— PROVIDED RECORDS —
================
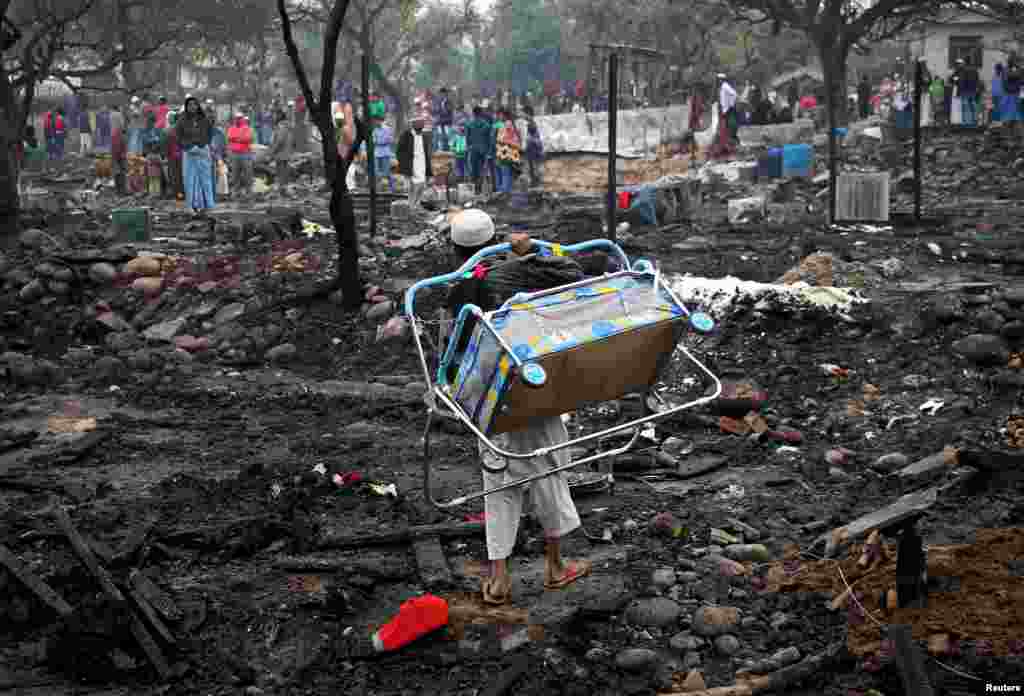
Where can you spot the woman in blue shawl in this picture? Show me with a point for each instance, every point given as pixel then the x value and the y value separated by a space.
pixel 194 133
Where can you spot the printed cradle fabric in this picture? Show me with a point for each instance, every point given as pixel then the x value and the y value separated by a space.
pixel 551 324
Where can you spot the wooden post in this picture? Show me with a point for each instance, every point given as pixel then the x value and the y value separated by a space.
pixel 612 117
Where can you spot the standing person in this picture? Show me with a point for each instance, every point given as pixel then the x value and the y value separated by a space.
pixel 696 107
pixel 414 162
pixel 477 146
pixel 172 156
pixel 444 119
pixel 84 132
pixel 727 105
pixel 383 153
pixel 218 158
pixel 552 501
pixel 240 141
pixel 194 138
pixel 282 148
pixel 864 96
pixel 153 148
pixel 535 148
pixel 508 153
pixel 163 109
pixel 1010 104
pixel 136 122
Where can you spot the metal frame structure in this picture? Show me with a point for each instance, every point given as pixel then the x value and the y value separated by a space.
pixel 440 401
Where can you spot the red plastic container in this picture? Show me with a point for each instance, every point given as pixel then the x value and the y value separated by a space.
pixel 416 617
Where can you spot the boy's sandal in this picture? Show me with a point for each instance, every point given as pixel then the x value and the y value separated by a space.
pixel 492 598
pixel 573 571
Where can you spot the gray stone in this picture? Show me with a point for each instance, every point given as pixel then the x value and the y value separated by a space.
pixel 1014 296
pixel 946 309
pixel 636 659
pixel 1013 331
pixel 37 238
pixel 727 645
pixel 122 341
pixel 982 349
pixel 916 381
pixel 285 351
pixel 229 313
pixel 109 368
pixel 702 625
pixel 664 578
pixel 113 321
pixel 691 660
pixel 891 462
pixel 656 612
pixel 685 642
pixel 58 288
pixel 989 320
pixel 165 331
pixel 32 291
pixel 102 272
pixel 380 311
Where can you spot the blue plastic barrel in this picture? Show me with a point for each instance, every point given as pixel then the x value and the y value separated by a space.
pixel 797 160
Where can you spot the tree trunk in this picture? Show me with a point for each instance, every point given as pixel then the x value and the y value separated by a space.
pixel 834 52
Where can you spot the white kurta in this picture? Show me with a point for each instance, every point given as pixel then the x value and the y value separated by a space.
pixel 553 505
pixel 419 160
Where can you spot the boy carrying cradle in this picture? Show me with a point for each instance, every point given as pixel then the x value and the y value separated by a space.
pixel 485 287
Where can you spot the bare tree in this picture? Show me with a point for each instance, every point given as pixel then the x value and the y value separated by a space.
pixel 342 211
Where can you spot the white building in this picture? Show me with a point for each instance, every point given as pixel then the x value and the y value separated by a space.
pixel 979 40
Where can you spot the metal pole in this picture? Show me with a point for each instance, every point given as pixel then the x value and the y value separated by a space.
pixel 371 161
pixel 612 118
pixel 916 141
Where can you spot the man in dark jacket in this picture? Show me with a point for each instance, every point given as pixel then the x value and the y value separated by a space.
pixel 414 162
pixel 864 96
pixel 444 119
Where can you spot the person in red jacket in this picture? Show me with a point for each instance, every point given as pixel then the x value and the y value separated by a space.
pixel 240 142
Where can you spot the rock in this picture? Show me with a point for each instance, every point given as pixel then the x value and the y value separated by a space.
pixel 1014 296
pixel 891 462
pixel 122 341
pixel 727 645
pixel 37 238
pixel 989 320
pixel 32 291
pixel 143 265
pixel 58 288
pixel 113 321
pixel 653 612
pixel 663 578
pixel 636 659
pixel 1013 331
pixel 165 331
pixel 192 344
pixel 379 311
pixel 890 267
pixel 147 285
pixel 982 349
pixel 748 552
pixel 229 313
pixel 712 621
pixel 915 381
pixel 285 351
pixel 685 642
pixel 694 682
pixel 109 368
pixel 102 272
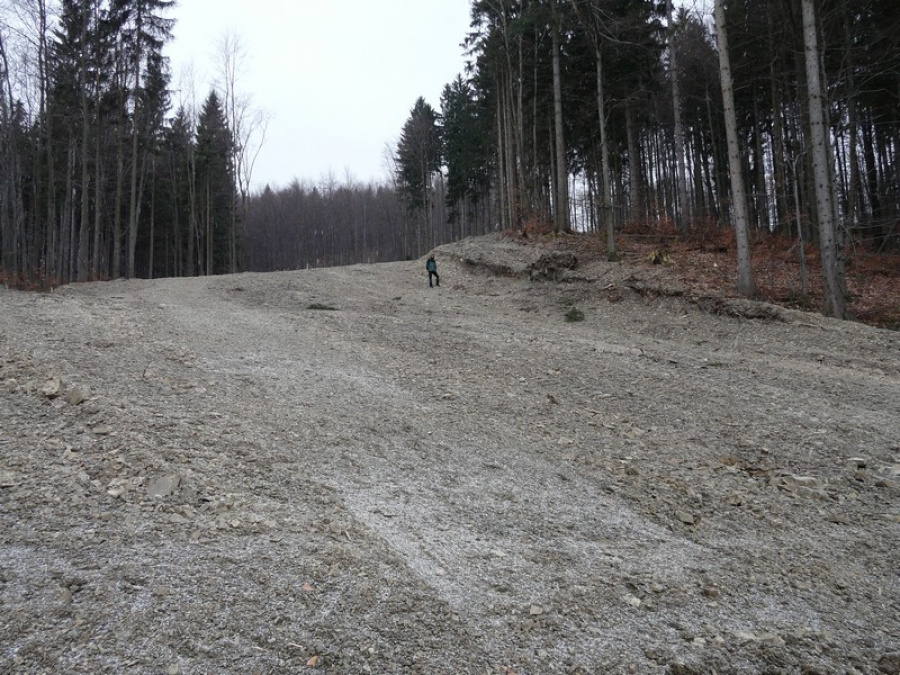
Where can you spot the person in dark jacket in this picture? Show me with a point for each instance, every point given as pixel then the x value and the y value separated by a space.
pixel 431 266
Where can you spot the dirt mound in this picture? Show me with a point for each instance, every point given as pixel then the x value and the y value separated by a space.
pixel 219 475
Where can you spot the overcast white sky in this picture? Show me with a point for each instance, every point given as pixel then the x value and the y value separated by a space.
pixel 338 77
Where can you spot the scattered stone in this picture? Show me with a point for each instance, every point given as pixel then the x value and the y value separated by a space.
pixel 164 486
pixel 52 388
pixel 685 517
pixel 77 395
pixel 735 500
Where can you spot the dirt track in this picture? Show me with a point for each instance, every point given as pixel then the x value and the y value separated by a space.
pixel 345 471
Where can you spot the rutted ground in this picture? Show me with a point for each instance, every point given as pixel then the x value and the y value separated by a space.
pixel 345 471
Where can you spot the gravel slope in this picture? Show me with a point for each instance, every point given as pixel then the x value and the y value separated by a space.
pixel 345 471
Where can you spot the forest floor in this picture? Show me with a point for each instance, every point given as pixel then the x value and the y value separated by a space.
pixel 613 468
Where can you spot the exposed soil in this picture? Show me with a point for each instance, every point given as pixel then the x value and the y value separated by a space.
pixel 531 469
================
— WHAT THIS TASK INVOLVES —
Reproduce all entries without any change, and omit the pictures.

— PROBLEM SOLUTION —
Where can you spot the woman in blue shawl in this picture? Show me with a point for each instance, every point given as pixel then the x value and the y value separated by a space.
pixel 194 133
Where can you spot the printed cradle fabric in this picture? Show me with a point for each instance, every point given as pixel then the x value and the y value separated by a space.
pixel 551 324
Where can you spot the wooden post in this picture? Show me with a point for each instance, every point given as pixel then the x value and the y value separated by a space.
pixel 612 117
Where can you spot the standing person in this picture? Show me with a point for each instance, every point given as pixel then the x value and the y value separated by a space.
pixel 696 107
pixel 414 162
pixel 477 146
pixel 172 156
pixel 444 119
pixel 84 132
pixel 727 105
pixel 383 153
pixel 218 158
pixel 552 501
pixel 240 141
pixel 194 138
pixel 282 148
pixel 864 96
pixel 153 148
pixel 535 148
pixel 508 153
pixel 163 109
pixel 1010 104
pixel 136 122
Where can you spot the metal frame structure in this picture? Show me with a point for each instance, every point given as pixel then the x value and the y value separated by a space.
pixel 440 401
Where can you spot the red plastic container in this picture? Show me with a point for each instance, every point given as pixel then the x value and the y value separated by a space.
pixel 416 617
Where can you spot the boy's sandal in this picture? Show me with a point for each instance, every point given as pixel then the x value and the y value separated by a space.
pixel 492 598
pixel 573 571
Where can you spot the gray stone in this picture? Show me with a point for each instance, every point given as pixel then the x value and the y value separated by a space.
pixel 1014 296
pixel 946 309
pixel 636 659
pixel 1013 331
pixel 37 238
pixel 727 645
pixel 122 341
pixel 982 349
pixel 916 381
pixel 285 351
pixel 229 313
pixel 109 368
pixel 702 625
pixel 664 578
pixel 113 321
pixel 691 660
pixel 891 462
pixel 656 612
pixel 685 642
pixel 58 288
pixel 989 320
pixel 165 331
pixel 32 291
pixel 102 272
pixel 380 311
Where can you spot the blue plastic barrel in this picture? Show me with a point for each instance, every point given as pixel then the x value and the y value separated by a space.
pixel 797 160
Where can you spot the tree trunk in this picture? Show me with a point for each instance, every point given as pixel then the x value and the y value separated by a space.
pixel 834 52
Where can you spot the white kurta in this picture? Show me with a point for each instance, every point given as pixel then the x value and the y value separated by a space.
pixel 553 505
pixel 419 160
Where can you spot the boy carrying cradle in this picture? Show me with a point for each instance, every point given as pixel then the x value and the y value separated by a space.
pixel 485 287
Where can you spot the bare tree in this picture? Show me with a point for each instance, every point given as pixel then the x value and the y value separated by a space.
pixel 342 211
Where can you spot the white building in this picture? Show me with a point for each instance, every point given as pixel then the x value and the y value separated by a space.
pixel 979 40
Where can you spot the metal pole in this picture? Show me with a point for each instance, every point given as pixel then the x value and the y value separated by a space.
pixel 371 161
pixel 612 118
pixel 916 141
Where can you spot the man in dark jacket in this picture? Show me with a point for each instance, every point given as pixel then the x value and the y value separated by a space.
pixel 414 162
pixel 864 96
pixel 444 119
Where can you spot the person in red jacket in this picture? Show me with a point for each instance, every point given as pixel then the x value and the y value separated by a space.
pixel 240 142
Where can you spot the rock in this picture? Show me with a point for each instance, every point given as pixel then the x value and the y value separated by a space.
pixel 1014 296
pixel 891 462
pixel 122 341
pixel 727 645
pixel 37 238
pixel 989 320
pixel 32 291
pixel 143 265
pixel 58 288
pixel 113 321
pixel 653 612
pixel 663 578
pixel 636 659
pixel 1013 331
pixel 165 331
pixel 192 344
pixel 379 311
pixel 890 267
pixel 147 285
pixel 982 349
pixel 748 552
pixel 229 313
pixel 712 621
pixel 915 381
pixel 285 351
pixel 685 642
pixel 694 682
pixel 109 368
pixel 102 272
Where can you spot the person in dark jacket in this picture? Show me with a point for each instance, every point given as pixel then the x value and the y value separated by a space.
pixel 431 266
Where can you spot the dirt mound in this picture? Show me with a point for each instance, every point given as pixel then the x value and the y value separated by a space.
pixel 219 475
Where can you spot the overcast white sky in this picture? Show me with a point for each instance, every point given as pixel then the x value and the y value separated by a space.
pixel 338 77
Where can you spot the scattered stone in this picture? Show me with a point for each instance, every point given as pixel then the x value and the y value separated by a space.
pixel 164 486
pixel 52 388
pixel 685 517
pixel 77 395
pixel 735 500
Where can you spot the dirt track in this picture? Show me with a point for each instance, every point given as pixel then the x value and the y value separated by a space.
pixel 345 471
Where can you spot the rutted ground in this picture? Show me with a point for each instance, every point given as pixel then the x value and the y value separated by a space.
pixel 345 471
Where can you spot the gravel slope in this picture? Show me with a point for each instance, every point given as pixel then the x value and the y value separated by a space.
pixel 345 471
Where can you spot the forest floor in this picture? Show me with a point for each instance, every point given as pixel then the x value and the y value separated by a space.
pixel 613 468
Where can you spot the exposed soil in this picture? Show me with a point for each instance, every point given as pixel then the x value and the y value separated by a space.
pixel 531 469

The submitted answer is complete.